-- start THE RECORDS --

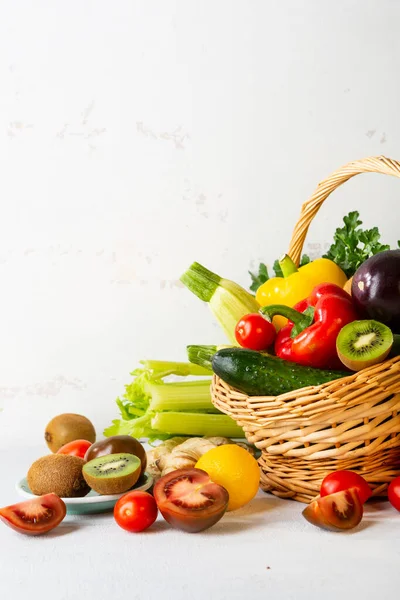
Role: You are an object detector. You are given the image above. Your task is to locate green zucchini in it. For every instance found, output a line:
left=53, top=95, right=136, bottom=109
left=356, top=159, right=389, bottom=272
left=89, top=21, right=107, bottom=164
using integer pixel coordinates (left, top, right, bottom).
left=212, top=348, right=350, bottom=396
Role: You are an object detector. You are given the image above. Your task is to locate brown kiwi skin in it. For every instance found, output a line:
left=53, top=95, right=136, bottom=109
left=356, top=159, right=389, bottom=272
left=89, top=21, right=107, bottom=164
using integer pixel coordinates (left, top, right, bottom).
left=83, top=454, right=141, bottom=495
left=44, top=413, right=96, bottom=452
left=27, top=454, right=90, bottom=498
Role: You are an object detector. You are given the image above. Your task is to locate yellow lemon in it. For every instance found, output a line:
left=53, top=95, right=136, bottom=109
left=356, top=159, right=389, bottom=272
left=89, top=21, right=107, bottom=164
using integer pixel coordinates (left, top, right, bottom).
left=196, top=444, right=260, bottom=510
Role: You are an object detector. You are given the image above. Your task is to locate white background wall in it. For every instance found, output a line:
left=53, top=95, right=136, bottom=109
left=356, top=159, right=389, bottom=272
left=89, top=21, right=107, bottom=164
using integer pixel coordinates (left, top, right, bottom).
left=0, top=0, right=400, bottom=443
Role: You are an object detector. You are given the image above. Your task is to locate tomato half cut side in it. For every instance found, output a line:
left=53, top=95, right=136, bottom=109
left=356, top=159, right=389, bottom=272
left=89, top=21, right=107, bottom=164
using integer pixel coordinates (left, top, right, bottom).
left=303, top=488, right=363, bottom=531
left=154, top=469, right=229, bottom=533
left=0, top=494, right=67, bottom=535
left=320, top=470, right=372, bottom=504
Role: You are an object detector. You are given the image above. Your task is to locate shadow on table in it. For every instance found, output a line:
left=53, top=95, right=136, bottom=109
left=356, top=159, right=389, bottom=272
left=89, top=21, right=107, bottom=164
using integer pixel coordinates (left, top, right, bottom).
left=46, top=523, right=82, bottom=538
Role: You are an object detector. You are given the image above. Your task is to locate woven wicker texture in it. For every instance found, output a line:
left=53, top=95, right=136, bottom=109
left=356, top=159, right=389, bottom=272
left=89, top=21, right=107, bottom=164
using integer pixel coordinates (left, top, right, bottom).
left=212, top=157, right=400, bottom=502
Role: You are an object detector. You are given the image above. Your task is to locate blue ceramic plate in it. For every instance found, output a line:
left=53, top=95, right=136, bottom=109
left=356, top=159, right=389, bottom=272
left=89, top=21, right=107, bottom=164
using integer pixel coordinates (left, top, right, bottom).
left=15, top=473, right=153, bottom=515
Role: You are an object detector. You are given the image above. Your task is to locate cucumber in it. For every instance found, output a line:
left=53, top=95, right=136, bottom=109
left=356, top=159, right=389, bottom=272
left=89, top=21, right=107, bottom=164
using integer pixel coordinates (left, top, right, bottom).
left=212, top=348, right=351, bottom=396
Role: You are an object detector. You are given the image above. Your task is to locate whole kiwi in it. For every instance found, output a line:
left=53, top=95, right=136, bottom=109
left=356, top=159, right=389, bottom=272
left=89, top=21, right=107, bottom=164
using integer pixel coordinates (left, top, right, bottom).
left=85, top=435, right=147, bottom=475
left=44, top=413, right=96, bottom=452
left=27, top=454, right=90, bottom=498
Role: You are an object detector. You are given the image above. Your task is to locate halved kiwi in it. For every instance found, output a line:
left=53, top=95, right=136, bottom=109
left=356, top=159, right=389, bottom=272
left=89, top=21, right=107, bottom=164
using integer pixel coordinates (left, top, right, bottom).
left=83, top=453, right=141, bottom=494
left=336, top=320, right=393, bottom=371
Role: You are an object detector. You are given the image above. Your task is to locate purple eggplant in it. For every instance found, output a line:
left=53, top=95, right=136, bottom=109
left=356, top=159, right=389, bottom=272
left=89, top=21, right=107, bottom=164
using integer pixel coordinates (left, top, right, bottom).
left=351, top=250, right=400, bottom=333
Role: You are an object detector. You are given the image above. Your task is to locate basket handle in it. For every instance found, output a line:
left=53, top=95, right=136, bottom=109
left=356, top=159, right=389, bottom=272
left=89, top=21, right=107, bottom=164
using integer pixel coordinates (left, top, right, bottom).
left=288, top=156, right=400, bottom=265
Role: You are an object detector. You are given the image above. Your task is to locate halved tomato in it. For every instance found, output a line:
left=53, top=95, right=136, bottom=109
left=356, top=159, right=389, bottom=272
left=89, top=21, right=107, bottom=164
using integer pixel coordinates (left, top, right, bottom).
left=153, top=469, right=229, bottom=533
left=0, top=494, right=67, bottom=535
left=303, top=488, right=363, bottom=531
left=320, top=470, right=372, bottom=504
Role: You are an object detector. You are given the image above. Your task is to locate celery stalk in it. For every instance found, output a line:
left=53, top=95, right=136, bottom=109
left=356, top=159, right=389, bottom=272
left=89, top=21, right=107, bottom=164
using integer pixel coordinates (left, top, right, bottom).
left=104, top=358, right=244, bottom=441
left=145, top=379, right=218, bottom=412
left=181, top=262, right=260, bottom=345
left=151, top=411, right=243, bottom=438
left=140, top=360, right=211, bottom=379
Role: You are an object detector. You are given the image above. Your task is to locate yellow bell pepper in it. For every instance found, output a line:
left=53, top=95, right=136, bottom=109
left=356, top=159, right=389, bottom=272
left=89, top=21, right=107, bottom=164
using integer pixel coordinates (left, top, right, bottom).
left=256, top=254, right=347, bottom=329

-- end THE RECORDS --

### OBJECTIVE
Reproduce every one of the records above, substituting "object locator" for each occurrence of "object detector" and leaving all other text unchanged. Omit the pictures from your answer.

### COMPLETE RESPONSE
Role: You are an object locator. You are given the image above. Your task is to locate green zucchini in it. For every instance found, output a line:
left=53, top=95, right=136, bottom=109
left=356, top=159, right=389, bottom=272
left=89, top=21, right=107, bottom=164
using integer pixel coordinates (left, top, right, bottom).
left=212, top=348, right=350, bottom=396
Role: You are an object locator. You are given the image above. Your task is to locate brown kiwi skin in it. For every instance found, output a line:
left=53, top=95, right=136, bottom=109
left=356, top=159, right=389, bottom=272
left=89, top=21, right=107, bottom=164
using integer pixel coordinates (left, top, right, bottom).
left=83, top=454, right=141, bottom=495
left=44, top=413, right=96, bottom=452
left=27, top=454, right=90, bottom=498
Role: You are an object locator. You are given the image above. Your task is to locate yellow lemon in it. For every instance found, output a line:
left=53, top=95, right=136, bottom=109
left=356, top=159, right=389, bottom=272
left=89, top=21, right=107, bottom=164
using integer pixel coordinates (left, top, right, bottom).
left=196, top=444, right=260, bottom=510
Role: You are an object locator. You are given the image above. Your task is to locate white background wall in it. For every instance found, output a line:
left=53, top=95, right=136, bottom=109
left=356, top=159, right=389, bottom=272
left=89, top=21, right=107, bottom=164
using integer pixel coordinates (left, top, right, bottom).
left=0, top=0, right=400, bottom=443
Role: You are an object locator. You are given the image above. Your task is to locate tomato half cut side in it. For every instance found, output a line:
left=53, top=95, right=136, bottom=109
left=356, top=159, right=389, bottom=272
left=89, top=21, right=107, bottom=164
using integer pixel coordinates (left, top, right, bottom).
left=303, top=488, right=363, bottom=531
left=154, top=469, right=229, bottom=533
left=0, top=494, right=67, bottom=535
left=320, top=470, right=372, bottom=504
Role: You are an object locator. You are given the image above. Your task is to locate shadow on table in it. For every instance found, output a line:
left=53, top=95, right=136, bottom=109
left=356, top=159, right=389, bottom=272
left=89, top=21, right=107, bottom=164
using integer pixel coordinates (left, top, right, bottom).
left=46, top=523, right=82, bottom=538
Role: You are an object locator. You are given the image above. Your task is to locate woven wicker texture in it. For every instance found, output a line:
left=53, top=95, right=136, bottom=109
left=356, top=159, right=389, bottom=272
left=89, top=21, right=107, bottom=164
using integer pixel coordinates (left, top, right, bottom).
left=212, top=157, right=400, bottom=502
Role: You are an object locator. You are given the image above. Your task is to locate blue ceramic plate in it. For every instance found, output a line:
left=53, top=95, right=136, bottom=109
left=356, top=159, right=389, bottom=272
left=89, top=21, right=107, bottom=164
using integer pixel coordinates (left, top, right, bottom).
left=15, top=473, right=153, bottom=515
Role: You are an object locator. You are given the image above. Your task is to locate cucumber in it. For every instance found, output a line:
left=53, top=95, right=136, bottom=109
left=356, top=159, right=389, bottom=272
left=89, top=21, right=107, bottom=164
using integer pixel coordinates (left, top, right, bottom).
left=212, top=348, right=351, bottom=396
Role: You are an object locator. You are given the image above. Your task is to locate whole kiwi in it. For every instance found, output a line:
left=53, top=95, right=136, bottom=109
left=356, top=159, right=389, bottom=272
left=89, top=21, right=107, bottom=164
using integer pixel coordinates (left, top, right, bottom).
left=85, top=435, right=147, bottom=475
left=44, top=413, right=96, bottom=452
left=27, top=454, right=90, bottom=498
Role: You are an object locator. You are given the image above. Your task is to locate halved kiwi in it. For every instance found, output a line:
left=53, top=95, right=136, bottom=109
left=356, top=159, right=389, bottom=272
left=89, top=21, right=107, bottom=164
using integer pixel coordinates (left, top, right, bottom).
left=83, top=453, right=141, bottom=494
left=336, top=320, right=393, bottom=371
Role: You are an object locator. You are given the image above. Your task is to locate purple eggplant in it. For every instance found, output a line:
left=53, top=95, right=136, bottom=109
left=356, top=159, right=389, bottom=272
left=89, top=21, right=107, bottom=164
using integer pixel coordinates (left, top, right, bottom).
left=351, top=250, right=400, bottom=333
Role: You are an object locator. You are given the image above. Your task is to locate basket handle in it. For every instance found, output a line:
left=53, top=95, right=136, bottom=109
left=356, top=159, right=389, bottom=272
left=89, top=21, right=107, bottom=164
using integer pixel coordinates (left, top, right, bottom).
left=288, top=156, right=400, bottom=265
Role: You are an object locator. You are given the image above. Your task is to locate halved tomato in it. For every instance found, output a line:
left=53, top=95, right=136, bottom=109
left=356, top=159, right=389, bottom=272
left=89, top=21, right=107, bottom=164
using integer pixel coordinates (left, top, right, bottom).
left=153, top=469, right=229, bottom=533
left=0, top=494, right=67, bottom=535
left=303, top=488, right=363, bottom=531
left=320, top=470, right=372, bottom=504
Role: You are an object locator. You are given the image above. Your task is to locate celery stalk in it. For every instance found, output a line:
left=53, top=95, right=136, bottom=109
left=356, top=159, right=389, bottom=272
left=89, top=21, right=107, bottom=164
using integer pixel coordinates (left, top, right, bottom).
left=104, top=358, right=244, bottom=441
left=145, top=379, right=218, bottom=412
left=181, top=262, right=260, bottom=345
left=151, top=411, right=243, bottom=438
left=140, top=360, right=211, bottom=379
Role: You are an object locator. You are given the image above. Your task is to locate yellow bell pepper in it. For every instance found, output a line:
left=53, top=95, right=136, bottom=109
left=356, top=159, right=389, bottom=272
left=89, top=21, right=107, bottom=164
using integer pixel coordinates (left, top, right, bottom).
left=256, top=254, right=347, bottom=329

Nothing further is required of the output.